▸ **EXERCISE SET**:
**A)** Echo the passage on the M2 money supply word for word, starting with "The Federal Reserve" and going on through "the financial system.".
**B)** List every percentage figure given in the passage on the M2 money supply.
**C)** Pick up the passage on the M2 money supply after its last sentence and keep writing it.

Recently, there has been a strong buzz surrounding the contraction of the M2 money supply year over year, raising concerns and fueling speculation about impending economic doom. During my in-person presentations, I have received questions regarding the implications of this decline. However, a closer examination reveals a more nuanced picture dispelling this alarmist rhetoric.

At present, the M2 money supply is indeed contracting by -1.1% annually. Yet many doomsday predictors invading the electronic feeds of our readers and audience members (at my recent client presentations) fail to acknowledge the broader context of examining the entire path of this closely-watched monetary aggregate!

Yearly Growth in M2-Money Supply

Within a broader context, the M2 money supply has surged by a staggering 35 percent from its pre-global pandemic levels. This significant increase underscores central banks' extraordinary measures to stabilize the U.S. economy and reduce some of its inflationary pressures. So far, they are making progress, as the yearly growth in the Consumer Price Index has dropped from a peak of 9.1% to 3.2%. This is a deep-rooted challenge, no doubt!

M2-Money Supply Levels

The Federal Reserve has pursued a quantitative tightening (QT) strategy to reduce its Treasury and mortgage-backed securities holdings. This deliberate unwinding of its balance sheet has already resulted in the removal of several trillion dollars at a monthly reduction pace of $90 billion. While this strategy contributes to M2's contraction, it's crucial to recognize that such measures are necessary to restore a semblance of normalcy to the financial system.

▸ **STUDY MATERIAL**:
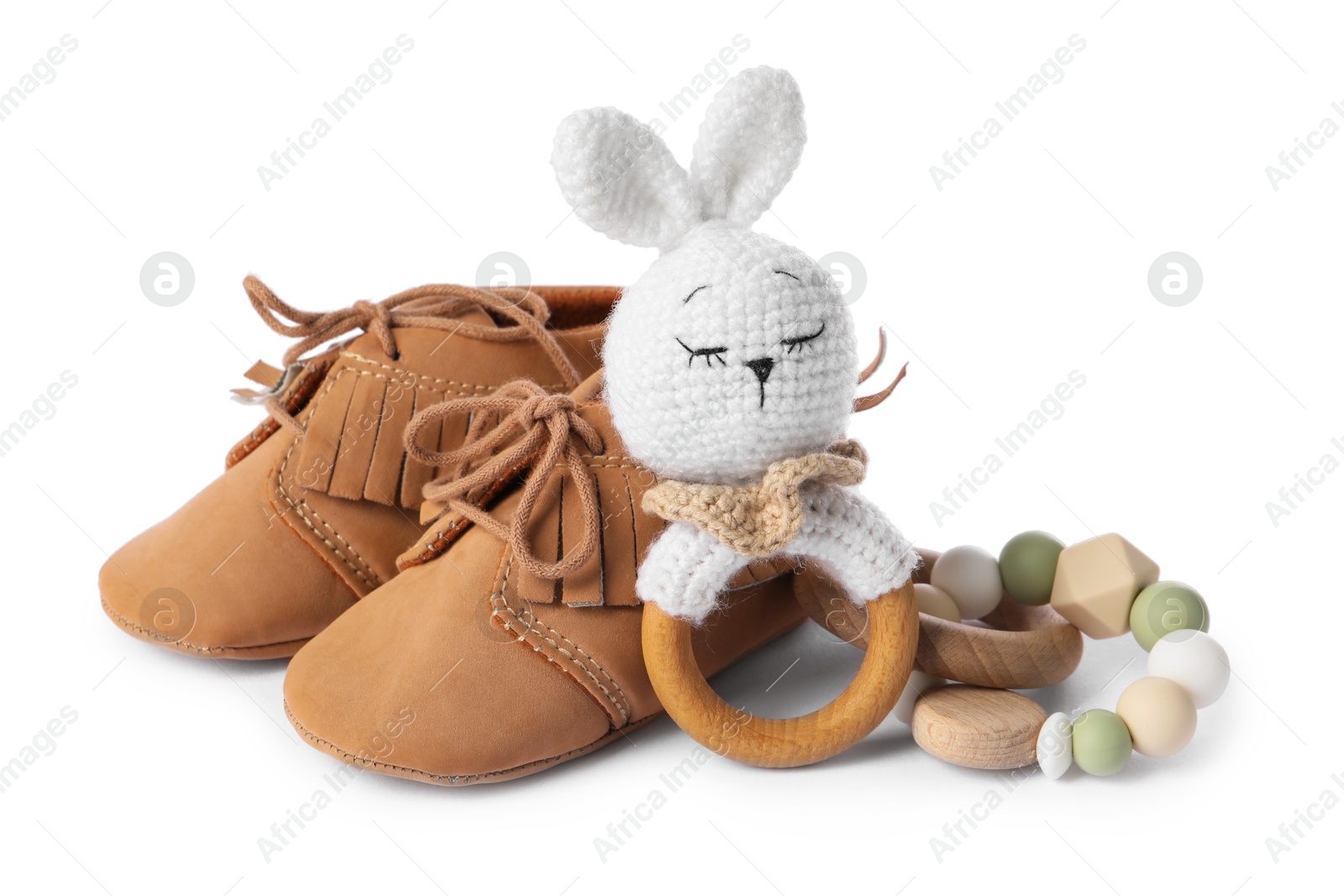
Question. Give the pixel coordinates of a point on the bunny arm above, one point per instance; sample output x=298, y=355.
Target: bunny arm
x=685, y=569
x=853, y=542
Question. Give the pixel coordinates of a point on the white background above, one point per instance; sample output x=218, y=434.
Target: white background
x=1028, y=265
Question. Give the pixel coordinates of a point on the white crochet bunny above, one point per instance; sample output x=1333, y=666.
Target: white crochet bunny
x=732, y=351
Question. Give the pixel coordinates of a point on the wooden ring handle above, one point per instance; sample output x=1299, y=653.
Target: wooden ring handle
x=1026, y=647
x=785, y=743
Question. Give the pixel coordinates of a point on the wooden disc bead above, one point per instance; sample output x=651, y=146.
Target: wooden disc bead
x=1026, y=647
x=978, y=727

▸ **ANSWERS TO THE EXERCISES**:
**A)**
The Federal Reserve has pursued a quantitative tightening (QT) strategy to reduce its Treasury and mortgage-backed securities holdings. This deliberate unwinding of its balance sheet has already resulted in the removal of several trillion dollars at a monthly reduction pace of $90 billion. While this strategy contributes to M2's contraction, it's crucial to recognize that such measures are necessary to restore a semblance of normalcy to the financial system.

**B)**
-1.1%
35 percent
9.1%
3.2%

**C)**
If anyone is still worried about the fall in liquidity, M2 or otherwise, think again! The Federal Reserve’s balance sheet rose from $4.1 trillion in Feb. 2020 to $9.0 trillion in April 2022. It is down to $7.4 trillion in its latest reading but still up an outsized 80.4% from its pre-pandemic levels! And let us not forget that the Fed has started discussing the possibility of slowing the pace of contracting (aka QT) its balance sheet despite the excess amount of M2 and balance sheet assets that it has amassed since the global pandemic hit the United States!

Federal Reserve Balance Sheet

Still, returning M2 growth to a sustainable level is a gradual process. According to conventional wisdom, M2 should expand at a rate commensurate with potential economic growth plus the inflation target growth, which equates to approximately 3.8% per year—a far cry from the excessive post-pandemic growth.

Indeed, the unprecedented surge in the M2 money supply has fueled concerns about inflationary pressures. Excessive liquidity in the financial system can raise demand, increase prices, and erode purchasing power. Thus, mitigating these inflationary risks requires bringing M2 growth back to a more moderate trajectory.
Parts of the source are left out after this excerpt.